___ Data

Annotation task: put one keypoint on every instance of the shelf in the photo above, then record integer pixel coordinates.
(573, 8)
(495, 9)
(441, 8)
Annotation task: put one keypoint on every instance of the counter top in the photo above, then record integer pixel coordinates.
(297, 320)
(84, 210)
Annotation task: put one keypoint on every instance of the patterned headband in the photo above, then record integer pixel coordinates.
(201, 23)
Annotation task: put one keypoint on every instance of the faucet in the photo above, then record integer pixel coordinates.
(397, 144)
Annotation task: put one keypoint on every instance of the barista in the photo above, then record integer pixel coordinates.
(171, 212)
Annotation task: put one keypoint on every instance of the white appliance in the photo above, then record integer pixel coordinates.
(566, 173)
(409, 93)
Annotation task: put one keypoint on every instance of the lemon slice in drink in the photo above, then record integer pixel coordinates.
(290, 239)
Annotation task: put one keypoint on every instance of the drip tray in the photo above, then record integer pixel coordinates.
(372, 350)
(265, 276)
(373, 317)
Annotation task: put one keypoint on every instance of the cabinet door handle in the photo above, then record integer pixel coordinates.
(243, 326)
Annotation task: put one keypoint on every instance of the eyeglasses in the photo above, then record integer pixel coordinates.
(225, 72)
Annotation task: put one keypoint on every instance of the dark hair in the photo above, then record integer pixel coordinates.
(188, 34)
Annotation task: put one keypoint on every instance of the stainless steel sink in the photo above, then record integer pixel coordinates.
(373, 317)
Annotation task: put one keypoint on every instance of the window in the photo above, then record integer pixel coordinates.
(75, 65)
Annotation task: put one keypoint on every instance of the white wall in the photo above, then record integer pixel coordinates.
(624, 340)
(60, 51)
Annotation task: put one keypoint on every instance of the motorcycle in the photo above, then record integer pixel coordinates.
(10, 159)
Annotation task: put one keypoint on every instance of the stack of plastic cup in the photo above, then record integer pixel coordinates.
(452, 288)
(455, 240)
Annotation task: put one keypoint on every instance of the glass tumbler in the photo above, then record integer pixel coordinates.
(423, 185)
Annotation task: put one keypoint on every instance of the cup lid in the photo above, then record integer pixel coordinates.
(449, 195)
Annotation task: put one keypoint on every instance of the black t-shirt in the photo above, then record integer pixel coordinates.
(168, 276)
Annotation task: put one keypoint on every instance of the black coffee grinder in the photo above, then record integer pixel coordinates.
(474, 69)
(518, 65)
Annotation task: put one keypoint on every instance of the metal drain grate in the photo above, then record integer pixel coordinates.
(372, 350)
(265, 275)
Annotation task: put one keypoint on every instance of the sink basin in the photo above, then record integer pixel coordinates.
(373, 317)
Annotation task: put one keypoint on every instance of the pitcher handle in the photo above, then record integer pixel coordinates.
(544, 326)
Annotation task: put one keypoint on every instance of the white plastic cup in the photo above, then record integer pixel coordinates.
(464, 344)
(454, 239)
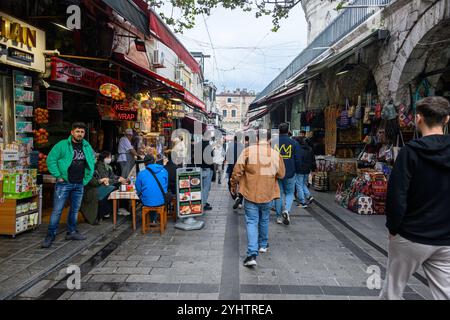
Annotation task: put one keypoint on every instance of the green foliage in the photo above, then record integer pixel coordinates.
(192, 8)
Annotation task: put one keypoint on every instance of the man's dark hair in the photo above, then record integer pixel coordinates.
(79, 125)
(264, 135)
(102, 156)
(434, 110)
(149, 159)
(284, 128)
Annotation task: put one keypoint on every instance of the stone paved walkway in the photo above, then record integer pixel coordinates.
(319, 256)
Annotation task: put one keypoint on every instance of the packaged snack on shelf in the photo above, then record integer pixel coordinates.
(24, 127)
(24, 111)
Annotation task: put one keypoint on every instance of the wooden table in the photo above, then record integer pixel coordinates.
(129, 195)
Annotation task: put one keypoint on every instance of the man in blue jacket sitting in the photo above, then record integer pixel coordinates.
(146, 186)
(289, 150)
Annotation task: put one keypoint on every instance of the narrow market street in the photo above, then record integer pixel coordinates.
(323, 254)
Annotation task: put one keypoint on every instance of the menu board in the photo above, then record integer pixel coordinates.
(189, 192)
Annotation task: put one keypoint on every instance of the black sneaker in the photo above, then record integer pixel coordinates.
(286, 219)
(75, 236)
(237, 202)
(250, 261)
(47, 242)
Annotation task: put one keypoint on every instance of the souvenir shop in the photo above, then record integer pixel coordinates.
(22, 63)
(362, 140)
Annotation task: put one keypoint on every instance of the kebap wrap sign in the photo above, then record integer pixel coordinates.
(189, 193)
(21, 45)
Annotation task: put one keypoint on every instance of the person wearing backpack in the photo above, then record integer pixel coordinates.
(289, 150)
(147, 187)
(307, 164)
(417, 207)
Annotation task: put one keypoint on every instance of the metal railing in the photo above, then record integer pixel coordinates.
(342, 25)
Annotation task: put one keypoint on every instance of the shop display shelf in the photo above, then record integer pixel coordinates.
(18, 215)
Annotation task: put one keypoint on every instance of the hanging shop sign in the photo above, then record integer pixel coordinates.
(124, 113)
(54, 100)
(21, 45)
(67, 72)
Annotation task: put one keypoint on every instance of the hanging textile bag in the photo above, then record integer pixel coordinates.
(405, 118)
(378, 111)
(365, 205)
(379, 186)
(344, 120)
(396, 150)
(358, 110)
(389, 112)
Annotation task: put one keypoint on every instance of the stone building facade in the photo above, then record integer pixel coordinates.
(319, 14)
(233, 107)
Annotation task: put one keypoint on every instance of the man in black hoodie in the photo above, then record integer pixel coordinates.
(418, 206)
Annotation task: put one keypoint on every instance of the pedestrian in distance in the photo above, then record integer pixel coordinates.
(306, 166)
(218, 158)
(72, 163)
(289, 150)
(256, 172)
(417, 208)
(234, 150)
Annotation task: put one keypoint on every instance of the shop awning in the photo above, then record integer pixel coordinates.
(166, 36)
(259, 114)
(188, 123)
(132, 13)
(315, 69)
(149, 73)
(189, 98)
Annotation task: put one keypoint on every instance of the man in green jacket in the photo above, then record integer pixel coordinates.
(72, 163)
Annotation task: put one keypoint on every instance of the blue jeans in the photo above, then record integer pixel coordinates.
(287, 189)
(64, 190)
(206, 184)
(302, 187)
(257, 219)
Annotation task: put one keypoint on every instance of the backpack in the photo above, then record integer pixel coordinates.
(379, 187)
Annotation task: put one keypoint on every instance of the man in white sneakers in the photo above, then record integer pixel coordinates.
(418, 206)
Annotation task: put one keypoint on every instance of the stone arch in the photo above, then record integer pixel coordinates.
(414, 56)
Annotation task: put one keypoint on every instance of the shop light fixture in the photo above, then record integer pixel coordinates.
(140, 45)
(61, 26)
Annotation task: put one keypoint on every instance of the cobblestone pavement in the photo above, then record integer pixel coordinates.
(323, 254)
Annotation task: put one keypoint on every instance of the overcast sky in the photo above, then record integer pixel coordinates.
(247, 54)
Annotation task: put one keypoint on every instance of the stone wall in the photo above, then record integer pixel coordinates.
(319, 13)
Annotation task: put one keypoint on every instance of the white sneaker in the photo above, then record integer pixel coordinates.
(286, 218)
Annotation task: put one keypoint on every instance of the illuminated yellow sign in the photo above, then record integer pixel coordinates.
(285, 152)
(14, 31)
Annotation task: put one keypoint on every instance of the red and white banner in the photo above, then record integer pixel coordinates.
(70, 73)
(193, 100)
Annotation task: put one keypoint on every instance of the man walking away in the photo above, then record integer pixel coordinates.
(307, 164)
(72, 163)
(418, 202)
(289, 150)
(127, 153)
(256, 172)
(234, 150)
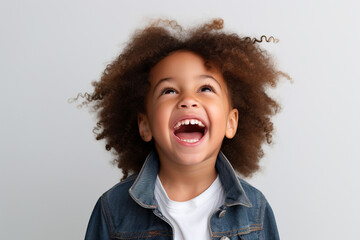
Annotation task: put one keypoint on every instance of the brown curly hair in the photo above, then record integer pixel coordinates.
(247, 69)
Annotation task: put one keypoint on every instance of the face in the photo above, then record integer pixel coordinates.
(188, 112)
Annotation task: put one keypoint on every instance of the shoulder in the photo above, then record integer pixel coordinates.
(117, 198)
(257, 200)
(254, 195)
(261, 212)
(120, 190)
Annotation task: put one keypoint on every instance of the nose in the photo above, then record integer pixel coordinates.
(188, 102)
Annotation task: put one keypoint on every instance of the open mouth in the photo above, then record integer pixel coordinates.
(189, 130)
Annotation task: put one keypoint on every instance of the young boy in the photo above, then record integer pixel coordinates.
(185, 99)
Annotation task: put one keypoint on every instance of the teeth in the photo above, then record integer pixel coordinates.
(189, 121)
(189, 140)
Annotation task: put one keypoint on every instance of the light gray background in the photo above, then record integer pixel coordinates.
(52, 170)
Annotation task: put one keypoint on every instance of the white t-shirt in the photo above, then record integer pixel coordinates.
(190, 219)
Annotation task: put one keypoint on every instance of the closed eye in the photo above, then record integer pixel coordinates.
(168, 91)
(207, 88)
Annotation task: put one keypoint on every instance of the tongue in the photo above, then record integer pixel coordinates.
(189, 135)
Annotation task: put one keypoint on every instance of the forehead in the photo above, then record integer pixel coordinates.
(182, 63)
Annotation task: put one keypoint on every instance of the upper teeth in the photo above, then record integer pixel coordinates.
(189, 121)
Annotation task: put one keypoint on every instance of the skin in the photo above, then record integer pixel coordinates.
(181, 87)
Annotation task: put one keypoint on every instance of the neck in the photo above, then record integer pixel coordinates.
(183, 183)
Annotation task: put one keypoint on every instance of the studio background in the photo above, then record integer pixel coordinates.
(52, 170)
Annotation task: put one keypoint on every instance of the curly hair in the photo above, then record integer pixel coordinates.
(248, 70)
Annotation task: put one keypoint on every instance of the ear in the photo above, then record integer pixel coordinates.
(232, 121)
(144, 127)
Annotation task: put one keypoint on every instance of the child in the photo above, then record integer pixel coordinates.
(172, 106)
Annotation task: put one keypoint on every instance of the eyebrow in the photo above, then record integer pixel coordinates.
(203, 76)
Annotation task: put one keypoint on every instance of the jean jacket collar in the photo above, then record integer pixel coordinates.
(142, 190)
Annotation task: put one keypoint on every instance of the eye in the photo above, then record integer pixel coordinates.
(207, 88)
(168, 91)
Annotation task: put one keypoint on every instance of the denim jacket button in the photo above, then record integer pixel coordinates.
(224, 238)
(221, 214)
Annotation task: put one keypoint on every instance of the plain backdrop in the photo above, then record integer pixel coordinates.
(52, 170)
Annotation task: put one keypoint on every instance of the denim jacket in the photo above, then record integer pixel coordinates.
(129, 209)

______

▸ **Task details**: Return the lines from the line containing "Annotation task: put one keypoint on every instance of the jean" to the end of the entries above, exactly as they appear and with no other output.

▸ **Task result**:
Annotation task: put one keypoint on every instance of the jean jacket collar in the photo above, then record integer pixel coordinates.
(142, 190)
Annotation task: put one keypoint on every instance of the eye in the photo above, then record integer pixel coordinates.
(207, 88)
(168, 91)
Annotation task: put one keypoint on every instance of the denim jacket button in the photo above, then record integer pixel coordinates.
(224, 238)
(221, 214)
Annotation task: put one keypoint on every instance of the plain backdrop in the photo above, then record integer pixel coordinates.
(52, 170)
Annotation task: put one keypoint on every instance of the denim jacket in the photo above, then record integer pixel coordinates.
(129, 209)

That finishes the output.